→ **Records excerpted from a collection**
※ ※ ※

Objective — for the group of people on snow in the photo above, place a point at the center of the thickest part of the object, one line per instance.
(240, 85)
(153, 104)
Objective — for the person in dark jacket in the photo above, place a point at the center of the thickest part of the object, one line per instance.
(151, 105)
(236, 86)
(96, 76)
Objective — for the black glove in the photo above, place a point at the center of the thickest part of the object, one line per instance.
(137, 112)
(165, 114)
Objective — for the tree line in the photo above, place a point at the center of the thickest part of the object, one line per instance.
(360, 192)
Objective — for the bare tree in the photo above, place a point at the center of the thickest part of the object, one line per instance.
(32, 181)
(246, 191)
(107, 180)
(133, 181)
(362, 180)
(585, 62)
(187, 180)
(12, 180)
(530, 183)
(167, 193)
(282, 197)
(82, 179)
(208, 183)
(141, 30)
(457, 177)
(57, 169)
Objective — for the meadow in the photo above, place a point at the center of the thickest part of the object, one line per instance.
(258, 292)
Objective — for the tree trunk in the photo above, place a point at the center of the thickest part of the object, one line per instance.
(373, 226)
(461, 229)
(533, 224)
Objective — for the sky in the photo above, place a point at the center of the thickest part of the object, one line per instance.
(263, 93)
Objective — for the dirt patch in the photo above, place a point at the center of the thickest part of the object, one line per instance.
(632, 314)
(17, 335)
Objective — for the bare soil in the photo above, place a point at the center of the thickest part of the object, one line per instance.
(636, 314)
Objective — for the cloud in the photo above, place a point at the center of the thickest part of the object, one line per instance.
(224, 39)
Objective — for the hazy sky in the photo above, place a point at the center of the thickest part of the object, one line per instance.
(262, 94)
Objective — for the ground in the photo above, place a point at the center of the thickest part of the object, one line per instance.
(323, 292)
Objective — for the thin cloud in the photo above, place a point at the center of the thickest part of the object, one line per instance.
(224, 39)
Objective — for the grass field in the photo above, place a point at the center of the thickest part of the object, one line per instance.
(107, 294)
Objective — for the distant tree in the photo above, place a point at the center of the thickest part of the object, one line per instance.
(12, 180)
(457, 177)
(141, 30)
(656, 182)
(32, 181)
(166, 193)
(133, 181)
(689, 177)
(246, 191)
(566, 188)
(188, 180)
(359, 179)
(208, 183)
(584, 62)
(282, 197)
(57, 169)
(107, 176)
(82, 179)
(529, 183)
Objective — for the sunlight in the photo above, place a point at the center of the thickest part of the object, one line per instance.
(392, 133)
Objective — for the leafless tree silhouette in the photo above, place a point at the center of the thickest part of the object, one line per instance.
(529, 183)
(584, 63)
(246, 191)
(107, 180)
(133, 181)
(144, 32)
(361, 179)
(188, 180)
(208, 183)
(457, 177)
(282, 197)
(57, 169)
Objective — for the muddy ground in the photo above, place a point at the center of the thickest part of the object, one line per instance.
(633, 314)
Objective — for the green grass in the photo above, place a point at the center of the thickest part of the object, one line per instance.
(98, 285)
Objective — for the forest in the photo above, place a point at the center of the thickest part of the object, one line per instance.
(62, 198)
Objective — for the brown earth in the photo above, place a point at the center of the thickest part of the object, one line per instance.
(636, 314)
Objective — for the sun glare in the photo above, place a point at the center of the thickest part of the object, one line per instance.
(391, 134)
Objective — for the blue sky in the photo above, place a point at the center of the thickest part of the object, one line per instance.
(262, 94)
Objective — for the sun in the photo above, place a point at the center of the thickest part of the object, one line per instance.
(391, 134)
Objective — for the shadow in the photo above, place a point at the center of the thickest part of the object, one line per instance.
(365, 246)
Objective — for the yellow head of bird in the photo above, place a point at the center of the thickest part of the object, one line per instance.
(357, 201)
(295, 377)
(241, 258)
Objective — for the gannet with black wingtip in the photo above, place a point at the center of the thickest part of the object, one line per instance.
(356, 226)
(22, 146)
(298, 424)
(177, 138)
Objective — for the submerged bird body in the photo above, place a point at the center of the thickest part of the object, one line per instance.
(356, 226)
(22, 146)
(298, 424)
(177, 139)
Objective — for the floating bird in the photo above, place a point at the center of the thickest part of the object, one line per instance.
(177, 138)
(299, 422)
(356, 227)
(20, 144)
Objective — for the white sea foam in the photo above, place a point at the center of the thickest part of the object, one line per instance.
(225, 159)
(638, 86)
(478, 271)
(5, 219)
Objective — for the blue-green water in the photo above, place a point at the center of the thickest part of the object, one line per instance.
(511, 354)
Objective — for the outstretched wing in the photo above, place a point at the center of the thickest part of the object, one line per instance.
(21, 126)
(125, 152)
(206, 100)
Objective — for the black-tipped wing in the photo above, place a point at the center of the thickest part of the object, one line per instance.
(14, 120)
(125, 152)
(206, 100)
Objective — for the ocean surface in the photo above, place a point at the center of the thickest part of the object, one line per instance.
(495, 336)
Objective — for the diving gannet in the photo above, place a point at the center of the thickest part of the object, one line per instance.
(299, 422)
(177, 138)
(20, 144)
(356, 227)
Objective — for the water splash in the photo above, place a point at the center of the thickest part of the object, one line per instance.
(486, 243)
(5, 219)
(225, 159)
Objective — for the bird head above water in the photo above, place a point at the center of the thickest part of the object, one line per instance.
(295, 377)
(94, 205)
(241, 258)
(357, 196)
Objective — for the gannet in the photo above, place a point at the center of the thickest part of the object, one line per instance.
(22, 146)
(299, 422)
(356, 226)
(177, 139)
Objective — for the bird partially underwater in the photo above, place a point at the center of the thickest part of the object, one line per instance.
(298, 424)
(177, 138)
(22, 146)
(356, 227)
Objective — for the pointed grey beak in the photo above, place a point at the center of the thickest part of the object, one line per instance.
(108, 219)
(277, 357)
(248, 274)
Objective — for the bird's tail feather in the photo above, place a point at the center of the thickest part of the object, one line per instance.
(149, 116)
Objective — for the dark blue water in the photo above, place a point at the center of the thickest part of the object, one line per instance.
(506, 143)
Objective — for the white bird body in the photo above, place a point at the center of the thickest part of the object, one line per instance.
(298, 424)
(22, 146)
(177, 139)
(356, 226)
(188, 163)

※ ※ ※

→ **Assignment**
Repeat only the stretch of lines starting at the one containing "Objective — for the white bird" and running to the final line of the entries above.

→ **Result**
Objective — for the white bird body in the photo above, place a point at the center of the thickest part of the object, one line per instance.
(298, 424)
(22, 146)
(177, 139)
(356, 226)
(188, 163)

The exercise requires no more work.